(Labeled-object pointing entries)
[START]

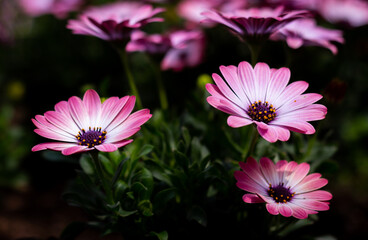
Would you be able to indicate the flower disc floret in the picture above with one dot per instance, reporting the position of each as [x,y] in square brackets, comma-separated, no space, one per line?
[71,124]
[261,112]
[262,96]
[285,187]
[92,137]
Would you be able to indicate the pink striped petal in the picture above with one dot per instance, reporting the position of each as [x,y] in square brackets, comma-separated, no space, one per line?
[279,80]
[311,204]
[298,174]
[236,121]
[283,134]
[272,208]
[247,78]
[315,195]
[110,109]
[226,91]
[298,212]
[310,185]
[266,131]
[92,103]
[269,170]
[248,184]
[106,147]
[290,92]
[75,149]
[262,74]
[251,168]
[78,112]
[252,198]
[123,114]
[231,76]
[285,210]
[122,143]
[57,146]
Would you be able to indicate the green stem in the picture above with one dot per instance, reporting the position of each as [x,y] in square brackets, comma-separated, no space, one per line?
[101,178]
[250,145]
[124,58]
[255,48]
[160,85]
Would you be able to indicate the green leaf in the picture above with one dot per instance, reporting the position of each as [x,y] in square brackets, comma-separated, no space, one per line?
[186,136]
[118,172]
[124,213]
[181,160]
[73,230]
[145,150]
[145,207]
[161,235]
[198,214]
[163,197]
[86,164]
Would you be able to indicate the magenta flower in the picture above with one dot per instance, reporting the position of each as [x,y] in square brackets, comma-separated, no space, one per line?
[285,187]
[84,125]
[180,48]
[352,12]
[306,32]
[254,23]
[59,8]
[261,96]
[152,44]
[114,21]
[191,9]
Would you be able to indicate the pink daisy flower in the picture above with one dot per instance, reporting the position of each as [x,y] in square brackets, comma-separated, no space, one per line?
[285,187]
[84,125]
[255,23]
[114,21]
[262,97]
[59,8]
[352,12]
[180,48]
[191,9]
[306,32]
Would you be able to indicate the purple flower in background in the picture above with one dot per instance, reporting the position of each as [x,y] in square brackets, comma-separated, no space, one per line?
[305,32]
[187,50]
[191,9]
[285,187]
[151,44]
[254,23]
[59,8]
[351,12]
[115,21]
[180,48]
[80,125]
[262,96]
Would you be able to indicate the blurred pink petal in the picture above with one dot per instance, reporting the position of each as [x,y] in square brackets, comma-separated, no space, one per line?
[254,23]
[284,187]
[86,124]
[114,21]
[305,32]
[260,95]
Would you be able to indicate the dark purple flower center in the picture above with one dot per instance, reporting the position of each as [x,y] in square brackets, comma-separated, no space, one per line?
[261,112]
[280,193]
[92,137]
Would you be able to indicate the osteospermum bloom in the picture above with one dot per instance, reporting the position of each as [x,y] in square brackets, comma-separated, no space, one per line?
[305,32]
[114,21]
[285,187]
[182,48]
[84,125]
[254,23]
[262,97]
[59,8]
[191,9]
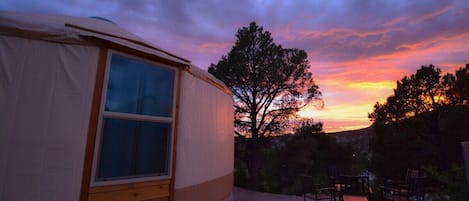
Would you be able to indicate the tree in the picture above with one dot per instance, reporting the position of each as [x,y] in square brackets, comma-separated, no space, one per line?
[421,122]
[269,84]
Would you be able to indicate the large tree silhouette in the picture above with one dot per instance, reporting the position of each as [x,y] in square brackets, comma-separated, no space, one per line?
[421,122]
[269,84]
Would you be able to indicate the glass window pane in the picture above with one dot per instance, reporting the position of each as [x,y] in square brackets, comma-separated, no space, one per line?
[116,148]
[139,88]
[133,148]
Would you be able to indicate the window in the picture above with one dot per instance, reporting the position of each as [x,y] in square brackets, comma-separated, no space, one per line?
[137,120]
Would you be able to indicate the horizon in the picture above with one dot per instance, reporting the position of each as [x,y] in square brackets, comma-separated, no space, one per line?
[357,51]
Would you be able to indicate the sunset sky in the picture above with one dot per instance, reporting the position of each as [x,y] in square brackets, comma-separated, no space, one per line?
[357,49]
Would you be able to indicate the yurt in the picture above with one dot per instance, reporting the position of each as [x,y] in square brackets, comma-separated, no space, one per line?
[91,112]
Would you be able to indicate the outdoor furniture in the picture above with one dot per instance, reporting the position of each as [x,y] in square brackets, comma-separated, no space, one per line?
[316,192]
[415,188]
[353,185]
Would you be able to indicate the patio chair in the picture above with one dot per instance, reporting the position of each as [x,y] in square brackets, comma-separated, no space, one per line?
[316,192]
[416,188]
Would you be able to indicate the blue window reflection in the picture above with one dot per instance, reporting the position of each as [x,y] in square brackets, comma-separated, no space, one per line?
[132,148]
[139,88]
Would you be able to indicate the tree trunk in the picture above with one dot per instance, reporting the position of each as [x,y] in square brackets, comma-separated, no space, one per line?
[254,164]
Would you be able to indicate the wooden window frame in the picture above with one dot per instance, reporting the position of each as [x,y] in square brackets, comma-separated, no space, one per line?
[137,117]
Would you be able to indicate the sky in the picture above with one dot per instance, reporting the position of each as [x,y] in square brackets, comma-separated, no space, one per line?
[357,49]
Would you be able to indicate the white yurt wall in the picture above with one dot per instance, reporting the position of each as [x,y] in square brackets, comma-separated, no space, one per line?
[46,91]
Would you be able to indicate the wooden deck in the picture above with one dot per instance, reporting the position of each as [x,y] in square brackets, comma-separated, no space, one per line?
[240,194]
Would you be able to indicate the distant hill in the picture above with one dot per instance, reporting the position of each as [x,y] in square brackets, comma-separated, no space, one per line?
[359,139]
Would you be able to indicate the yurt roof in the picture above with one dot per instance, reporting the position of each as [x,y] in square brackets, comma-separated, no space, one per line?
[68,29]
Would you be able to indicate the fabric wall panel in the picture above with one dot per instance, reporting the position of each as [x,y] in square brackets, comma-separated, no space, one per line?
[45,101]
[205,138]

[END]

**PROBLEM TO WORK ON**:
Give every line back word for word and leave the pictures out.

**THE COMPLETED TASK**:
Would you be able to indicate the flower disc floret in the picture above with one dot per instance, reporting the position of each as [x,y] in square brackets, comma-separated, no space, one per line?
[71,124]
[261,112]
[262,96]
[285,187]
[92,137]
Would you be able to indicate the pink striped petal in the picture above with one dot per instance, reporting the position of each as [x,y] in square brackets, comma-separated, no space, one per line?
[279,80]
[311,204]
[298,174]
[236,121]
[283,134]
[272,208]
[247,78]
[315,195]
[110,109]
[226,91]
[298,212]
[310,185]
[266,131]
[92,103]
[269,170]
[248,184]
[106,147]
[290,92]
[75,149]
[262,74]
[251,168]
[78,112]
[252,198]
[123,114]
[231,76]
[285,210]
[122,143]
[57,146]
Would you be able to indicate the green stem in the picture above with one dot per instance, reporting the position of each as [x,y] in square brackets, comma-separated, no space, one per line?
[101,178]
[250,145]
[124,58]
[255,48]
[160,85]
Would you be able to indicate the green leaf in the picture above with one dot per instance, reporting the position of each as [x,y] in square brackets, comma-separated, no space, one per line?
[186,136]
[118,172]
[124,213]
[181,160]
[73,230]
[145,150]
[145,207]
[161,235]
[198,214]
[163,197]
[86,164]
Would you be able to indicate the magenta flower in the picture above with one dot per instance, reporting the position of each as [x,y] in square brackets, comma-separated, no space, one per line?
[285,187]
[84,125]
[180,48]
[352,12]
[306,32]
[254,23]
[59,8]
[261,96]
[152,44]
[114,21]
[191,9]
Would you be able to indicate the pink daisy flower in the picture above with one dot per instance, reporting the position of each as [x,y] in square brackets, comma-separated, no space, one per line?
[285,187]
[84,125]
[255,23]
[114,21]
[262,97]
[59,8]
[352,12]
[180,48]
[191,9]
[306,32]
Would you be able to indicate the purple flower in background in the picture above with one dot per instance, reporting the position of each as [x,y] in square brackets, comma-separated, no space, one per line?
[305,32]
[187,50]
[191,9]
[285,187]
[151,44]
[254,23]
[59,8]
[351,12]
[115,21]
[180,48]
[80,125]
[262,96]
Would you be able to indicate the blurred pink petal in the picture above with one dot per instance, reporting the position of each as [x,y] in square brackets, comma-separated, no space, one per line?
[254,23]
[284,187]
[86,124]
[114,21]
[305,32]
[260,95]
Would you be able to indicate the dark purple flower center in the picture above with one dot per instance, reporting the position of each as [x,y] in square brackets, comma-separated, no space, one per line?
[261,112]
[280,193]
[92,137]
Would you be able to indicate the osteospermum bloom in the picture above with one dot per instance, reporting the position of each as [x,y] in square brackets, comma-separated, no space, one per line?
[305,32]
[114,21]
[285,187]
[182,48]
[84,125]
[254,23]
[262,97]
[59,8]
[191,9]
Would you be able to indicate the tree in the picture above with one dot per instance, reporting the position of each as [x,y] in square brackets, comma-separated, no space, one per line?
[421,122]
[269,84]
Would you be able to indicate the large tree silhouette in the picture above with one dot per instance, reporting the position of each as [x,y] in square brackets, comma-separated, no space, one per line?
[421,122]
[269,84]
Would you be able to indicate the glass window pane in the picture above with one dot per instance, reporting the position of each as [x,y] in square brackets, comma-separated, no space, one per line?
[116,148]
[139,88]
[133,148]
Would you be able to indicate the window in the picture above with one dot per instance, reporting the position of each as [x,y] in square brackets, comma-separated, no space, one per line?
[137,120]
Would you be able to indicate the horizon in the picture above with one dot per instance, reporting the position of each as [x,y] in square brackets, comma-separated, no space, one per line?
[357,51]
Would you be able to indicate the sunset sky in the picture above with one dot per instance, reporting the position of each as [x,y] in square brackets, comma-separated, no space, one per line?
[357,49]
Would you be able to indicate the yurt in the picture above with one dot per instance, reporting the position of each as [x,y] in square brackets, comma-separated, no space, one per line?
[91,112]
Would you be able to indicate the outdoor furniture in the picture above with one dot per instance, reporting the position of each as [x,y] in square brackets, comma-separated, no space, one per line?
[316,192]
[415,188]
[353,185]
Would you be able to indicate the patio chair in the picture above with one dot per instance, reporting the position of each as [x,y] in square brackets, comma-separated, no space, one per line?
[316,192]
[416,188]
Would you be able to indicate the blue window reflection in the picture above with one dot per instance, reporting the position of each as [x,y] in square brackets, comma-separated, no space, one per line?
[132,148]
[139,88]
Would you be able to indicate the tree trunk in the picture above with one dot per instance, reporting the position of each as [x,y] in square brackets, comma-separated, no space, one per line?
[254,164]
Would you be able to indicate the wooden window frame in the picture above with one dot per instance, reporting the position of each as [x,y] in square brackets, comma-separated, no space, one per line?
[137,117]
Would you be able to indicate the sky in the picture above with one dot per instance, reporting the position of each as [x,y] in square brackets, comma-separated, no space, one per line?
[357,49]
Would you be able to indicate the white yurt wall in the picture above with one dot per instance, reporting the position of each as [x,y] in square brackets, comma-separated, no space, one per line?
[46,91]
Would you be able to indicate the wooden deck in the picture above with one dot per instance, reporting the position of each as [x,y] in square brackets, comma-separated, no space, one per line?
[240,194]
Would you be able to indicate the distant hill in the picture above with one dot per instance, reporting the position of each as [x,y] in square brackets, comma-separated, no space, one per line?
[359,139]
Would you be able to indicate the yurt roof in the picture above with one dot per instance, reporting the position of each as [x,y] in square brackets, comma-separated, no space, one per line?
[68,29]
Would you be able to indicate the fabric wall panel in the picture above with one dot per instance, reporting the position of each as [x,y] in square brackets, comma-separated, no space, one per line?
[45,101]
[205,138]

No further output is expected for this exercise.